● Records for the task

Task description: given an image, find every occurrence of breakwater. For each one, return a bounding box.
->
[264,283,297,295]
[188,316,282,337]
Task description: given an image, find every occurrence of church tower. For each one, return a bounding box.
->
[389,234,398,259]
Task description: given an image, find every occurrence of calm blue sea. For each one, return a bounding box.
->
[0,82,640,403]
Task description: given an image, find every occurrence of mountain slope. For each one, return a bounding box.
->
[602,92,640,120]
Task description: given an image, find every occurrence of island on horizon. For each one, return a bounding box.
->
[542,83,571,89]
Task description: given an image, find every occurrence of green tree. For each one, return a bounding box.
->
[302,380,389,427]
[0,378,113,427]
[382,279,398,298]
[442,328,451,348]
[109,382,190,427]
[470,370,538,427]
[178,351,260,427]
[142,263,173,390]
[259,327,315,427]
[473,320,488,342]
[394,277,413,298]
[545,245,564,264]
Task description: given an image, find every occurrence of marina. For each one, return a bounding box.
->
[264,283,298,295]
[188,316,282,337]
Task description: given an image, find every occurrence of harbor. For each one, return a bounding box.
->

● Problem statement
Pull out every line of the listing that contains the string "church" and reproduce each one.

● Finished exercise
Task description: given an image, find every occurrence of church tower. For each one, return a bounding box.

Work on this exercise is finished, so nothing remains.